The problem -
From the listing below, select every line where the word "valued" appears.

╔══

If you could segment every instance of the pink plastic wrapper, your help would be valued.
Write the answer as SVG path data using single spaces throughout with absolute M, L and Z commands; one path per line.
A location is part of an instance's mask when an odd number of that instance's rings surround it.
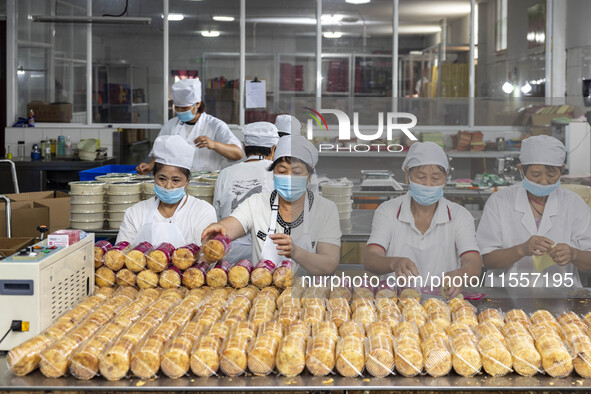
M 197 245 L 195 245 L 197 246 Z M 166 255 L 166 258 L 168 259 L 168 262 L 170 263 L 170 260 L 172 259 L 172 254 L 174 253 L 175 249 L 174 246 L 172 244 L 169 244 L 168 242 L 162 242 L 160 245 L 158 245 L 158 247 L 156 250 L 161 251 L 162 253 L 164 253 L 164 255 Z
M 197 256 L 199 254 L 199 251 L 201 250 L 201 248 L 195 244 L 188 244 L 180 247 L 179 249 L 189 249 L 194 256 Z
M 117 245 L 118 245 L 118 244 L 117 244 Z M 138 245 L 137 245 L 135 248 L 133 248 L 132 250 L 137 250 L 137 251 L 140 251 L 140 252 L 142 252 L 142 253 L 146 253 L 146 252 L 148 252 L 149 250 L 151 250 L 152 248 L 154 248 L 154 247 L 152 246 L 152 244 L 151 244 L 151 243 L 149 243 L 149 242 L 142 242 L 142 243 L 138 244 Z
M 268 261 L 268 260 L 265 260 L 265 261 Z M 291 268 L 291 260 L 283 260 L 277 266 L 277 269 L 279 269 L 279 268 Z
M 203 272 L 203 277 L 207 278 L 207 270 L 209 269 L 209 264 L 205 261 L 201 261 L 193 266 L 193 268 L 197 268 L 199 271 Z
M 275 263 L 271 260 L 260 260 L 255 268 L 264 268 L 270 272 L 275 271 Z
M 242 259 L 239 262 L 237 262 L 236 264 L 234 264 L 232 266 L 232 268 L 234 267 L 243 267 L 246 269 L 246 271 L 248 271 L 248 274 L 250 275 L 250 273 L 252 272 L 252 270 L 254 270 L 254 266 L 252 265 L 252 263 L 250 262 L 250 260 L 247 259 Z
M 113 247 L 110 248 L 109 250 L 125 250 L 128 247 L 129 247 L 129 242 L 127 242 L 127 241 L 121 241 L 121 242 L 113 245 Z
M 205 263 L 202 262 L 201 264 L 205 264 Z M 230 268 L 232 268 L 232 264 L 230 264 L 227 260 L 220 260 L 213 267 L 211 267 L 210 271 L 212 271 L 214 269 L 221 269 L 227 275 L 228 272 L 230 271 Z
M 221 248 L 219 245 L 221 245 Z M 228 254 L 231 247 L 232 240 L 230 238 L 222 234 L 216 234 L 203 244 L 203 257 L 210 263 L 219 261 Z
M 127 244 L 129 245 L 129 243 Z M 109 241 L 98 241 L 94 244 L 94 247 L 100 248 L 103 251 L 103 253 L 107 253 L 107 251 L 110 250 L 113 247 L 113 245 L 111 245 Z
M 435 287 L 435 288 L 431 289 L 430 287 L 422 287 L 421 293 L 429 294 L 429 295 L 441 295 L 441 288 Z M 481 300 L 484 297 L 486 297 L 485 293 L 476 293 L 474 291 L 465 291 L 465 290 L 462 290 L 462 295 L 464 296 L 465 300 L 473 300 L 473 301 L 478 301 L 478 300 Z

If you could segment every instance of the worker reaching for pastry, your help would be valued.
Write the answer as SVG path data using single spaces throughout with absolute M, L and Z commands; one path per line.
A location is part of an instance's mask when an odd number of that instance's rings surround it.
M 252 261 L 279 264 L 291 258 L 313 275 L 331 274 L 339 263 L 341 230 L 335 203 L 308 189 L 318 150 L 302 136 L 284 136 L 275 149 L 274 190 L 255 194 L 203 232 L 232 240 L 250 234 Z
M 152 245 L 168 242 L 176 248 L 201 245 L 201 233 L 216 221 L 215 210 L 203 200 L 186 194 L 195 148 L 179 135 L 165 135 L 154 142 L 154 194 L 125 211 L 117 242 Z
M 273 174 L 268 170 L 273 164 L 273 153 L 279 135 L 277 127 L 269 122 L 254 122 L 242 128 L 246 160 L 224 168 L 215 183 L 213 207 L 218 220 L 230 216 L 232 211 L 253 194 L 273 191 Z M 228 261 L 250 259 L 252 240 L 250 234 L 232 242 Z
M 158 136 L 180 135 L 197 147 L 193 155 L 191 171 L 217 171 L 227 167 L 231 161 L 243 156 L 240 140 L 228 125 L 207 113 L 201 95 L 201 81 L 181 79 L 172 85 L 172 101 L 176 116 L 170 119 Z M 137 166 L 138 174 L 152 171 L 155 163 L 154 151 L 149 163 Z
M 414 283 L 426 287 L 438 285 L 428 278 L 443 276 L 444 294 L 455 297 L 462 288 L 457 284 L 466 280 L 451 279 L 469 280 L 481 272 L 474 219 L 466 208 L 443 197 L 449 161 L 440 146 L 415 142 L 402 169 L 410 190 L 376 210 L 365 249 L 365 268 L 374 274 L 420 277 Z M 397 279 L 396 283 L 403 281 Z
M 581 286 L 578 269 L 591 269 L 591 210 L 580 196 L 559 187 L 566 153 L 554 137 L 522 141 L 517 165 L 522 183 L 494 193 L 478 226 L 490 270 L 487 285 L 501 286 L 499 275 L 516 273 L 526 278 L 520 286 Z M 536 281 L 528 276 L 534 273 L 559 274 L 561 280 Z

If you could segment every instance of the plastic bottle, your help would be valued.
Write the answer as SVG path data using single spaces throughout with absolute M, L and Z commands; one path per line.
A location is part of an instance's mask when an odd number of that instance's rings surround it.
M 50 141 L 51 141 L 51 158 L 55 159 L 57 141 L 55 140 L 55 138 L 52 138 Z
M 29 117 L 27 118 L 27 123 L 29 127 L 35 127 L 35 111 L 32 109 L 29 110 Z
M 47 142 L 45 140 L 41 140 L 41 160 L 45 160 L 45 147 L 47 146 Z
M 64 157 L 66 153 L 66 137 L 60 135 L 57 137 L 57 157 Z
M 18 160 L 25 160 L 25 141 L 18 142 Z
M 45 142 L 45 156 L 43 157 L 43 161 L 51 161 L 51 142 L 47 140 Z
M 66 137 L 66 149 L 65 149 L 66 157 L 72 157 L 72 140 L 70 136 Z
M 39 149 L 39 145 L 33 144 L 33 149 L 31 150 L 31 161 L 40 161 L 41 160 L 41 149 Z
M 10 151 L 10 145 L 8 145 L 8 150 L 6 151 L 6 158 L 8 160 L 12 160 L 12 152 Z

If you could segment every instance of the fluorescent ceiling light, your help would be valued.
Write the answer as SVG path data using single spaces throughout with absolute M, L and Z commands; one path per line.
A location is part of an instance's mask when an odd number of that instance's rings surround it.
M 398 33 L 400 34 L 433 34 L 439 33 L 441 26 L 439 25 L 403 25 L 398 26 Z
M 501 89 L 503 89 L 503 92 L 511 94 L 515 90 L 515 87 L 513 86 L 513 84 L 510 84 L 509 82 L 505 82 Z
M 33 15 L 33 22 L 44 23 L 96 23 L 121 25 L 150 25 L 152 18 L 136 18 L 128 16 L 44 16 Z
M 234 18 L 233 16 L 223 16 L 223 15 L 216 15 L 213 17 L 214 21 L 217 22 L 234 22 Z
M 203 37 L 219 37 L 220 32 L 217 30 L 208 30 L 208 31 L 202 31 L 201 35 Z
M 162 19 L 164 19 L 164 15 L 161 15 Z M 183 14 L 168 14 L 169 21 L 182 21 L 185 19 Z
M 349 4 L 367 4 L 370 1 L 371 0 L 345 0 L 345 2 Z
M 339 22 L 343 22 L 343 23 L 347 23 L 347 24 L 353 24 L 353 23 L 357 23 L 357 22 L 349 22 L 348 19 L 349 17 L 345 17 L 345 15 L 339 15 L 338 17 L 340 18 L 340 20 L 338 21 L 334 21 L 331 20 L 330 18 L 333 17 L 333 15 L 322 15 L 321 17 L 321 22 L 323 25 L 333 25 L 335 23 L 339 23 Z M 334 17 L 337 17 L 337 15 L 334 15 Z M 329 19 L 326 19 L 329 18 Z M 257 17 L 257 18 L 246 18 L 246 22 L 248 23 L 272 23 L 272 24 L 278 24 L 278 25 L 315 25 L 316 24 L 316 18 L 307 18 L 307 17 Z M 370 21 L 366 21 L 366 25 L 370 25 L 370 24 L 374 24 L 373 22 Z
M 343 33 L 340 31 L 327 31 L 324 32 L 324 38 L 341 38 Z
M 402 3 L 402 2 L 401 2 Z M 401 15 L 460 16 L 470 13 L 469 1 L 413 1 L 400 4 Z
M 340 14 L 324 14 L 320 17 L 322 23 L 337 23 L 343 19 L 343 15 Z

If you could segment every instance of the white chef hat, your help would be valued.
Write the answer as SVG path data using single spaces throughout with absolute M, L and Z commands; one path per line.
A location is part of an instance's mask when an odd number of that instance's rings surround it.
M 318 163 L 318 149 L 301 135 L 286 135 L 279 138 L 275 148 L 275 161 L 282 157 L 295 157 L 310 167 Z
M 566 160 L 564 144 L 549 135 L 537 135 L 521 141 L 521 164 L 544 164 L 560 167 Z
M 269 122 L 249 123 L 242 128 L 242 134 L 244 134 L 244 145 L 246 146 L 270 148 L 277 145 L 277 141 L 279 141 L 277 127 Z
M 410 170 L 413 167 L 430 164 L 441 166 L 445 171 L 449 171 L 449 160 L 441 146 L 434 142 L 415 142 L 406 154 L 402 169 Z
M 156 163 L 190 170 L 193 165 L 195 147 L 180 135 L 163 135 L 154 141 L 153 154 Z
M 277 131 L 286 134 L 300 134 L 302 132 L 302 124 L 295 116 L 291 115 L 279 115 L 275 119 L 275 126 Z
M 177 107 L 190 107 L 201 101 L 201 81 L 181 79 L 172 85 L 172 102 Z

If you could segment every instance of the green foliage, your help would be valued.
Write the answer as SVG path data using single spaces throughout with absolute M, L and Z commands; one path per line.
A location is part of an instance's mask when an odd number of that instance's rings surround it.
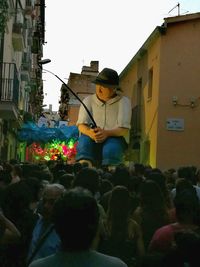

╚══

Result of this task -
If you could segment every instance of the pink plastic wrapper, your help would be valued.
If you could segment every instance of the worker reaching for pastry, your help would be valued.
If you could segment every instance of the plastic bottle, your help would be valued.
If you could segment every instance of the fluorescent ceiling light, your help would be valued.
If you could segment every instance of the white chef hat, your help would be valued.
If you could segment every instance of the green foliage, your help would be valued.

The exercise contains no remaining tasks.